Please write out exactly the lines from the one with "Objective — one dot per instance of the blonde" through the end of the data below, both ends included, and omit any pictures.

[Records from a data source]
= Beginning of Section =

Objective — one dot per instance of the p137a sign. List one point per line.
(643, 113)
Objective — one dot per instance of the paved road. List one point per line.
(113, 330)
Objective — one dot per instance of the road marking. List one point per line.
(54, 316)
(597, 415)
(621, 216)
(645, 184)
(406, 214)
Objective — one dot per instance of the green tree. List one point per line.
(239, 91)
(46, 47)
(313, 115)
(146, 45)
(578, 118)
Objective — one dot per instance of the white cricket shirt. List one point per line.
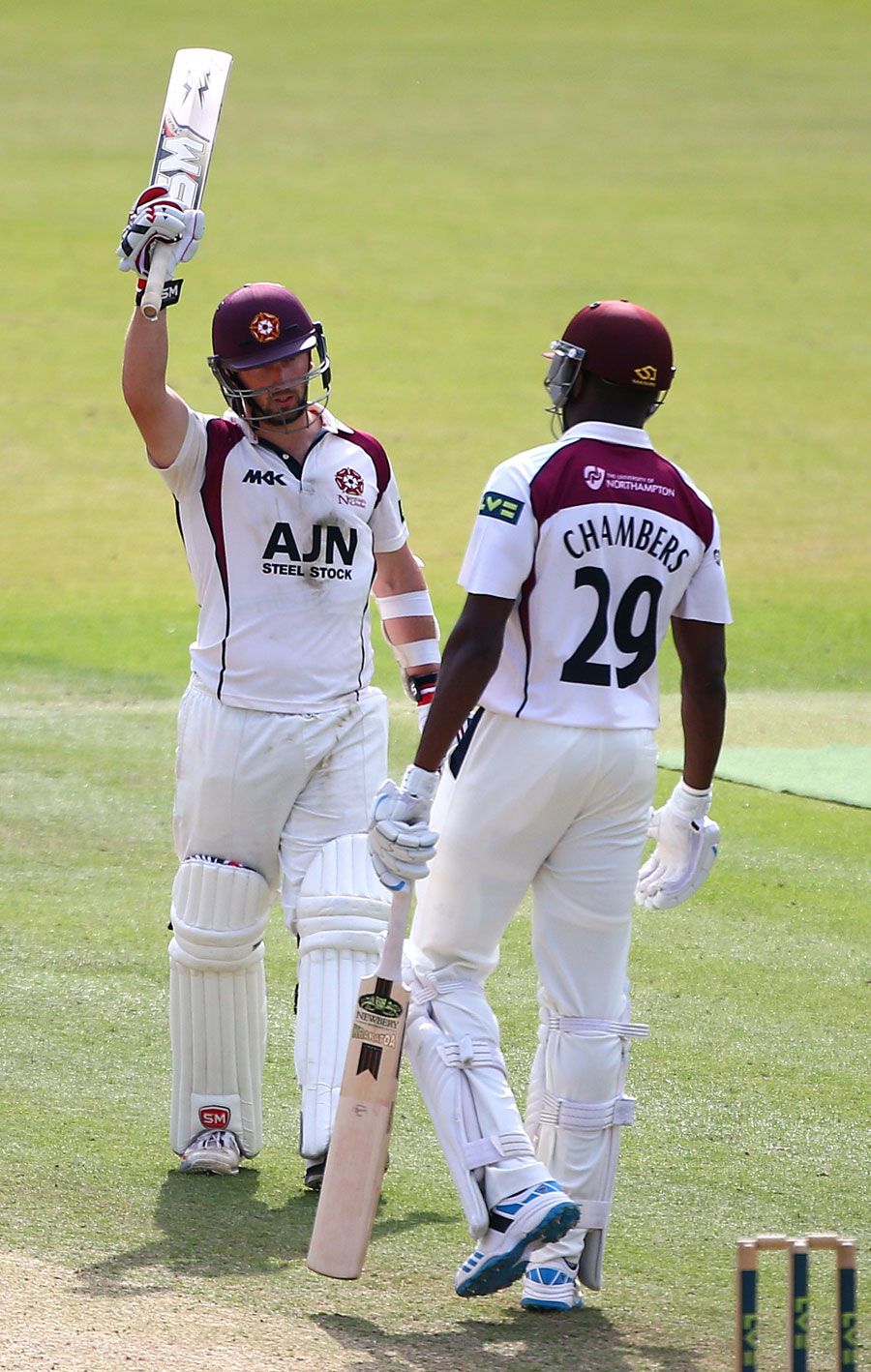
(283, 560)
(600, 541)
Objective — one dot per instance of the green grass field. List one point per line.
(443, 187)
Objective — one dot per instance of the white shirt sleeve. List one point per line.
(503, 538)
(388, 527)
(186, 475)
(706, 597)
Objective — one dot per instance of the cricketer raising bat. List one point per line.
(357, 1157)
(188, 128)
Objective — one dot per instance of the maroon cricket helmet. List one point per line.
(258, 324)
(255, 325)
(623, 343)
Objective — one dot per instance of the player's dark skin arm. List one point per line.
(701, 649)
(470, 657)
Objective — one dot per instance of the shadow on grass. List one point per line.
(216, 1227)
(585, 1341)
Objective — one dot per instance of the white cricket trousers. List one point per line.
(555, 808)
(562, 811)
(269, 790)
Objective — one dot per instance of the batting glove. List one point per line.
(401, 843)
(155, 219)
(686, 846)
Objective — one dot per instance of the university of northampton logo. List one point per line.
(645, 376)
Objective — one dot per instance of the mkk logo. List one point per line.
(214, 1117)
(501, 506)
(263, 478)
(350, 482)
(265, 327)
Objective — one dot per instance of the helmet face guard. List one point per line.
(618, 343)
(255, 327)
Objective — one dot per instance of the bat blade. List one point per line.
(186, 138)
(360, 1139)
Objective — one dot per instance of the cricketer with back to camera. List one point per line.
(289, 521)
(582, 554)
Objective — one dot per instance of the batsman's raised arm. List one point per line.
(161, 414)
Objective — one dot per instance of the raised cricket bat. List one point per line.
(357, 1157)
(187, 136)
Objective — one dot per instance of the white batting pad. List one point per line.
(217, 1001)
(579, 1141)
(341, 919)
(452, 1043)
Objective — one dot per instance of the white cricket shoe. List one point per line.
(541, 1214)
(552, 1286)
(213, 1149)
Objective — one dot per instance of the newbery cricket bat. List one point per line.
(188, 128)
(357, 1155)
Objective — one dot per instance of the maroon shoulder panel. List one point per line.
(591, 472)
(378, 457)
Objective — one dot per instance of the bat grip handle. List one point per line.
(158, 273)
(390, 966)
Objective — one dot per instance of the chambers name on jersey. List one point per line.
(600, 541)
(283, 560)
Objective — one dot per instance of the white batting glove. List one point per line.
(401, 843)
(155, 219)
(686, 846)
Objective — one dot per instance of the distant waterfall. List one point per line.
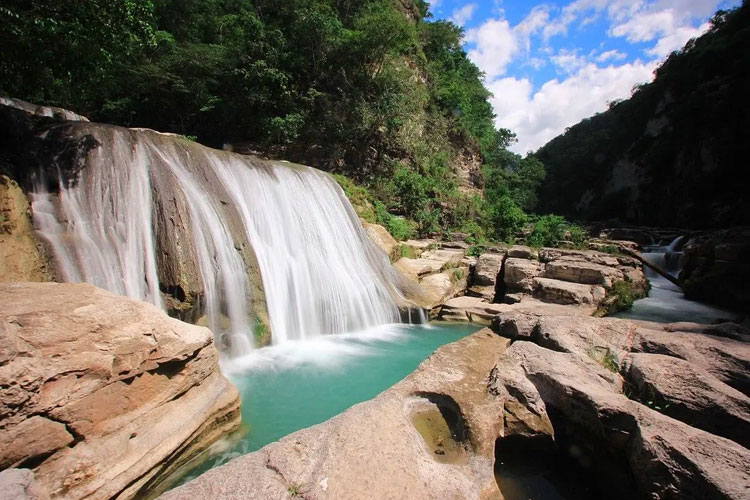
(320, 271)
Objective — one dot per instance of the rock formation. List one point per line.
(569, 385)
(100, 394)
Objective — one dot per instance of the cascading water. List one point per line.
(666, 302)
(320, 272)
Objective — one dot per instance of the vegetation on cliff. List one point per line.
(372, 89)
(674, 153)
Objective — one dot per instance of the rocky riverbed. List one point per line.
(100, 394)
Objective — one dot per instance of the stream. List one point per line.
(296, 385)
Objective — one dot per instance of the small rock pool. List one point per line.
(300, 384)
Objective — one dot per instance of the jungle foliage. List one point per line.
(372, 89)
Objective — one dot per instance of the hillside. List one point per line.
(675, 153)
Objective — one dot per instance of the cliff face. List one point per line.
(675, 152)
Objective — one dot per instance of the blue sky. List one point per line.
(551, 64)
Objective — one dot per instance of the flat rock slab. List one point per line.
(563, 292)
(487, 269)
(90, 384)
(667, 458)
(520, 274)
(691, 394)
(582, 272)
(374, 450)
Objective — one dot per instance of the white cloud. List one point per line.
(538, 117)
(464, 14)
(669, 22)
(496, 46)
(569, 61)
(585, 87)
(615, 55)
(646, 26)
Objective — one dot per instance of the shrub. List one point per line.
(359, 197)
(548, 231)
(506, 218)
(620, 297)
(476, 250)
(399, 227)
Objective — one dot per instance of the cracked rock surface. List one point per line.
(90, 384)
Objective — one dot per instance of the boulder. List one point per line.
(19, 484)
(22, 257)
(432, 435)
(563, 292)
(691, 394)
(487, 269)
(582, 272)
(666, 458)
(604, 259)
(90, 384)
(522, 252)
(431, 261)
(442, 286)
(520, 274)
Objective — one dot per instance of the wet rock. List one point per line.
(520, 274)
(336, 459)
(383, 240)
(19, 484)
(90, 383)
(22, 257)
(563, 292)
(582, 272)
(691, 394)
(667, 458)
(522, 252)
(487, 269)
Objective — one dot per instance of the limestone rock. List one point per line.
(431, 261)
(522, 252)
(19, 484)
(112, 373)
(582, 272)
(667, 458)
(604, 259)
(441, 286)
(487, 269)
(383, 240)
(563, 292)
(520, 274)
(691, 394)
(21, 254)
(336, 459)
(34, 437)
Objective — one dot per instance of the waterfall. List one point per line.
(145, 205)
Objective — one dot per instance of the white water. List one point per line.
(321, 273)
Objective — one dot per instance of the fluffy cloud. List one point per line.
(496, 45)
(615, 55)
(464, 14)
(537, 117)
(586, 86)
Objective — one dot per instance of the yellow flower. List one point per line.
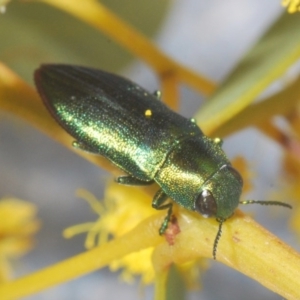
(17, 226)
(122, 210)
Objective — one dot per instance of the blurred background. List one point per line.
(208, 36)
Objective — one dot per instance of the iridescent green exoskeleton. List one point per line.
(114, 117)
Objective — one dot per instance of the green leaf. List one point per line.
(269, 59)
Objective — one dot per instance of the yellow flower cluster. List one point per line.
(17, 226)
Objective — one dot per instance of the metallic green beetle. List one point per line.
(114, 117)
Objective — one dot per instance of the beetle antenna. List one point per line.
(218, 236)
(262, 202)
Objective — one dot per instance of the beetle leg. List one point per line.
(157, 203)
(130, 180)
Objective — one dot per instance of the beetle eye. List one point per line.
(206, 204)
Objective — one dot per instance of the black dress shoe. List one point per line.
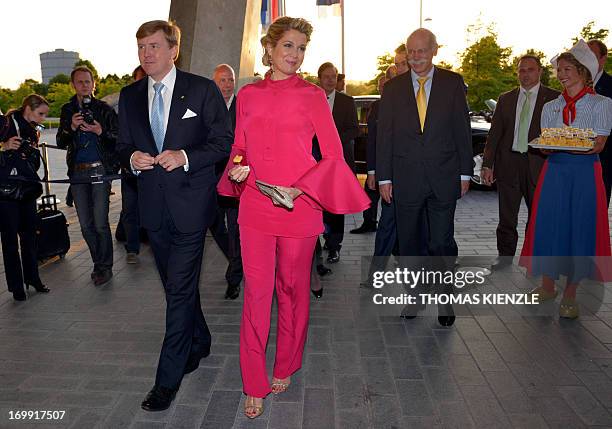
(39, 287)
(103, 277)
(364, 228)
(322, 270)
(19, 295)
(410, 311)
(232, 291)
(446, 320)
(158, 399)
(194, 361)
(333, 256)
(501, 263)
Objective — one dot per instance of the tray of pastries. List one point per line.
(566, 138)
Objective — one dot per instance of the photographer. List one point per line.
(88, 131)
(19, 156)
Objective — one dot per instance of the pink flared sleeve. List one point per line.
(331, 184)
(226, 187)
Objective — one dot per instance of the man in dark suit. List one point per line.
(344, 112)
(424, 156)
(228, 236)
(174, 127)
(603, 85)
(507, 157)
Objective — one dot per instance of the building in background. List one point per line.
(57, 62)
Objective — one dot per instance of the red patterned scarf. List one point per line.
(569, 111)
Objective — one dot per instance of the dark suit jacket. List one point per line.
(604, 87)
(372, 128)
(206, 138)
(345, 118)
(498, 150)
(434, 159)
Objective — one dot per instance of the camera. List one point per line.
(86, 111)
(27, 147)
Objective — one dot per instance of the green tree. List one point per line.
(444, 65)
(588, 32)
(486, 69)
(382, 64)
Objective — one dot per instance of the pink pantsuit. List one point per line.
(275, 124)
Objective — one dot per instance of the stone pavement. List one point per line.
(92, 352)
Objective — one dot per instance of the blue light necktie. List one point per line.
(157, 116)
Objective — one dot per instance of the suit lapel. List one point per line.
(177, 108)
(410, 99)
(435, 95)
(511, 115)
(143, 111)
(336, 111)
(534, 126)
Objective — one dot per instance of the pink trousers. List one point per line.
(282, 264)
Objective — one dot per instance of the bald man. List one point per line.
(424, 158)
(228, 236)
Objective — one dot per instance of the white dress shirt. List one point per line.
(228, 103)
(533, 95)
(597, 76)
(169, 80)
(330, 100)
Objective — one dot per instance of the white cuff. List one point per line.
(186, 166)
(134, 171)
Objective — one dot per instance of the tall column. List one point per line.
(217, 31)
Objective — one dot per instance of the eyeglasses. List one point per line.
(421, 51)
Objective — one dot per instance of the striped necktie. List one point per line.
(157, 116)
(422, 101)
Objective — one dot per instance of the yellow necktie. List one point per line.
(422, 101)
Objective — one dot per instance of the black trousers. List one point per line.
(18, 219)
(442, 251)
(336, 230)
(510, 193)
(178, 257)
(227, 237)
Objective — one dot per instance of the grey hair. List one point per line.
(433, 41)
(224, 66)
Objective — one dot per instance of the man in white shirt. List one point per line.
(507, 157)
(174, 127)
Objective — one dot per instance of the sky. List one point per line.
(103, 31)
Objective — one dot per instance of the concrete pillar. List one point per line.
(217, 31)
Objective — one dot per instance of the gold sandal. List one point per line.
(569, 309)
(279, 386)
(251, 410)
(543, 294)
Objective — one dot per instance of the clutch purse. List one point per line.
(278, 196)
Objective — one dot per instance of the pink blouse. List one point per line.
(275, 124)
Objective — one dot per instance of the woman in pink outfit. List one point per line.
(276, 120)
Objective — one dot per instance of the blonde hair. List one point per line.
(278, 28)
(172, 32)
(583, 71)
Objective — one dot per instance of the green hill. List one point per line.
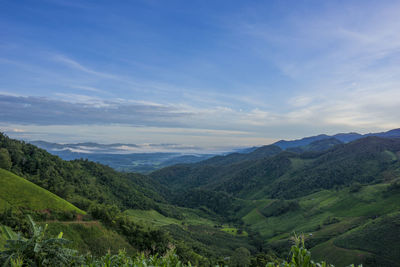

= End of Section =

> [Solution for this exercise]
Objective — one dot per instance of the blonde hair. List one point per line.
(278, 28)
(172, 32)
(583, 71)
Objective — one dot per instance of the green hill. List one point per line.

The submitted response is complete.